> _INSTRUCTIONS TO FOLLOW_:
Nothing in the records may be altered. Repeat them in full.

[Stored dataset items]
● ● ●

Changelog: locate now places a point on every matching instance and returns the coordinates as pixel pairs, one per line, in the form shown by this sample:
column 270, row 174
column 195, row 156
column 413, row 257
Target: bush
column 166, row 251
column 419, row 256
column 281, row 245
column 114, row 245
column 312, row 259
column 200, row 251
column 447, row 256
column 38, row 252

● ● ●

> _RESULT OF THE TASK_:
Changelog: locate now places a point on every matching instance and returns the coordinates as pixel pairs, one per line, in the form shown by this sample:
column 270, row 174
column 195, row 156
column 413, row 257
Target: bush
column 166, row 251
column 419, row 256
column 281, row 245
column 114, row 245
column 312, row 259
column 200, row 251
column 447, row 256
column 38, row 252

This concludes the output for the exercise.